Assigned task 1: Translate this sentence from the patent page into Spanish: "The metallic threads may be formed from silver, copper, and zinc."
Assigned task 2: Write out everything in the patent page from "3. The filter of claim 1, wherein" down to "16 percent silver by weight.", with the wording unchanged.
Assigned task 3:
Answer these questions from the patent page:
(a) Which company is listed as the assignee?
(b) What is the filing date?
(c) According to claim 12, what is the metallic thread wrapped around?

Page excerpt:
▬▬▬▬▬▬▬▬▬▬
Title:
Antimicrobial filter with metallic threads
Kind Code:
A1


Abstract:
A filter membrane formed from a filter medium and one or more metallic threads incorporated with the filter membrane for antimicrobial properties. The metallic threads may be formed from silver, copper, and zinc. The metallic threads may be wrapped around or incorporated within the material forming the filter membrane. In one embodiment, the metallic thread may be wrapped around the outside of a cartridge style filter body to kill bacteria and other organisms from the air or fluid, such as water, flowing through the filter.



Inventors:
Chandra, Satish N. (Lansdale, PA, US)
Mcnally, William F. (Clarks Summit, PA, US)
Furey, Joel M. (Stowe, VT, US)
Application Number:
11/508675
Publication Date:
03/01/2007
Filing Date:
08/23/2006
Assignee:
Noble Fiber Technologies, LLC (Scranton, PA, US)
Primary Class:
International Classes:
C02F1/50
View Patent Images:



Primary Examiner:
KIM, SUN U
Attorney, Agent or Firm:
AKERMAN LLP (WEST PALM BEACH, FL, US)
Claims:
We claim:

1. A filter, comprising: at least one piece of filter material; at least one silver thread attached to the filter material to kill bacteria and other organisms with the filter.

2. The filter of claim 1, wherein the at least one silver thread is attached to an outer surface of the filter.

3. The filter of claim 1, wherein the at least one silver thread is incorporated within the at least one piece of filter material.

4. The filter of claim 1, wherein the at least one silver thread is formed from a silver coated nylon material.

5. The filter of claim 4, wherein the silver coated nylon material has a length between about 0.5 inches and about 8 inches, a denier of between about 0.5 and about 50 and between about three percent silver and about 75 percent silver by weight.

6. The filter of claim 4, wherein the silver coated nylon material has between about one filament and about 100 filaments, a denier of between about 0.5 and about 50 and between about 0.09 percent silver and about 16 percent silver by weight.

7. The filter of claim 6, wherein the silver coated nylon material has between about one filament and about 34 filaments, a denier of about six and about five percent silver by weight.

8. The filter of claim 1, wherein the at least one silver thread is formed from staple fibers.

9. The filter of claim 1, wherein the at least one silver thread is formed from a non-woven textile matrix.

10. The filter of claim 1, wherein the at least one silver thread is formed from a silver fiber between about 1 and 50 percent by weight and a carrier fiber that is between about 99 and 50 percent by weight.

11. The filter of claim 10, wherein the at least one silver thread is formed from a silver fiber is about 40 percent by weight and a carrier fiber that is about 60 percent by weight.

12. A filter, comprising: at least one piece of filter material forming a cartridge filter; at least one metallic thread wrapped around an outer surface of the cartridge filter to kill bacteria and other organisms with the filter.

13. The filter of claim 12, wherein the at least one metallic thread comprises a metal selected from the group consisting of silver, copper, and zinc.

14. The filter of claim 13, wherein the at least one metallic thread comprises a thread formed from copper and zinc.
▬▬▬▬▬▬▬▬▬▬
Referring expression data

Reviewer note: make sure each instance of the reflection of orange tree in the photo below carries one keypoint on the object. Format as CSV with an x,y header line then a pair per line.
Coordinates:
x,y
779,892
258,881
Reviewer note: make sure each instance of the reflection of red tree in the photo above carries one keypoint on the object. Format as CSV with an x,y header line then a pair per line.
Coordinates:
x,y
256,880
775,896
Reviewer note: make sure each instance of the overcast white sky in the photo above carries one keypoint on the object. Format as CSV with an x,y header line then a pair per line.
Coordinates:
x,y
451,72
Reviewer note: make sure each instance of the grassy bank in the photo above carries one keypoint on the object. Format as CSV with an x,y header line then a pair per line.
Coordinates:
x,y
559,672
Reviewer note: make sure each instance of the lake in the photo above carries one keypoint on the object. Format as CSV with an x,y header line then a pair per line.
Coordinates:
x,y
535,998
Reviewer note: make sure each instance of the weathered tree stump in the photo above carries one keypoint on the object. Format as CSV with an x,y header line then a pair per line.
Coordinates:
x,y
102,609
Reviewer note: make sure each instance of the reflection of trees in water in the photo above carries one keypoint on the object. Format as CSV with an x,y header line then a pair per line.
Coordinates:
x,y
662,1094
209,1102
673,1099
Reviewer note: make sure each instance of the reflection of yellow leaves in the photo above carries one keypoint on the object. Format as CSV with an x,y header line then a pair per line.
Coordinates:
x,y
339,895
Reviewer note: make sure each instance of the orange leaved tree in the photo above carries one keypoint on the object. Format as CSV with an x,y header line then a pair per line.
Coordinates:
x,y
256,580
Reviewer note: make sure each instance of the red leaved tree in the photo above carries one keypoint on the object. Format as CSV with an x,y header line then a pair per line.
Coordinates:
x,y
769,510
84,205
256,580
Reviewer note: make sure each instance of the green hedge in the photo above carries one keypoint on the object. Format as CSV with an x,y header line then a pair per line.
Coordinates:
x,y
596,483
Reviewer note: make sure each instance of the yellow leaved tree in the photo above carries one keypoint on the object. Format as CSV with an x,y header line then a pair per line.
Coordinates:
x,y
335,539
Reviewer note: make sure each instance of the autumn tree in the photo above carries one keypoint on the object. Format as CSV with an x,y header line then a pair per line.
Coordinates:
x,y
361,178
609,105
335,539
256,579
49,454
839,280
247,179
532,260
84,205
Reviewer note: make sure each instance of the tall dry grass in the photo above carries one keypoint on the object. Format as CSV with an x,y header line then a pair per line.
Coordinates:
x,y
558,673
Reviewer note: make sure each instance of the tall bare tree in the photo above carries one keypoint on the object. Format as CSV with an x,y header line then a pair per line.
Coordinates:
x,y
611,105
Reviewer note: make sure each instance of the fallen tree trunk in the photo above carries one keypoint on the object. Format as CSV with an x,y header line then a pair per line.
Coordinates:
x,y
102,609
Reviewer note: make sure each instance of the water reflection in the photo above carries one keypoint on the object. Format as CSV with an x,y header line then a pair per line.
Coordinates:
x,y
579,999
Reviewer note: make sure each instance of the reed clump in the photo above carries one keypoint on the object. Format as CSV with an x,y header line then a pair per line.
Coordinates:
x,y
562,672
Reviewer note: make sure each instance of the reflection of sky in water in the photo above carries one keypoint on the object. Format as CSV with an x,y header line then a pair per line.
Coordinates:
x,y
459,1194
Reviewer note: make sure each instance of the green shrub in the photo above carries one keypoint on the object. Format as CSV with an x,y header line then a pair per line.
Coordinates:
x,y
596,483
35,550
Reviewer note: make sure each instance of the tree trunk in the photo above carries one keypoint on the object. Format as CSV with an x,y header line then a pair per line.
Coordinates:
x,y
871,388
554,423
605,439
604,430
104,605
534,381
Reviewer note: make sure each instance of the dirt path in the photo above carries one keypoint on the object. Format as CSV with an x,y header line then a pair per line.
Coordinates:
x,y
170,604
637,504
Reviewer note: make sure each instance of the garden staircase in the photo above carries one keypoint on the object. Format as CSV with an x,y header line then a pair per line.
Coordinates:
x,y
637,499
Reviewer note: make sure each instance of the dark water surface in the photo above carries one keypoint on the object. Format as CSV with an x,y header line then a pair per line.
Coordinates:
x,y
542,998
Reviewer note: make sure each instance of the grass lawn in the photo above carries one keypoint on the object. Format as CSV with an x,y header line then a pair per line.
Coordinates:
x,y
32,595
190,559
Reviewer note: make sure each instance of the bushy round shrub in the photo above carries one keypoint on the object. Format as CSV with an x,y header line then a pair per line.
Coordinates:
▬▬▬▬▬▬▬▬▬▬
Written response 1: Los hilos metálicos pueden estar formados de plata, cobre y zinc.

Written response 2:
3. The filter of claim 1, wherein the at least one silver thread is incorporated within the at least one piece of filter material.

4. The filter of claim 1, wherein the at least one silver thread is formed from a silver coated nylon material.

5. The filter of claim 4, wherein the silver coated nylon material has a length between about 0.5 inches and about 8 inches, a denier of between about 0.5 and about 50 and between about three percent silver and about 75 percent silver by weight.

6. The filter of claim 4, wherein the silver coated nylon material has between about one filament and about 100 filaments, a denier of between about 0.5 and about 50 and between about 0.09 percent silver and about 16 percent silver by weight.

Written response 3:
(a) Noble Fiber Technologies, LLC (Scranton, PA, US)
(b) 08/23/2006
(c) An outer surface of the cartridge filter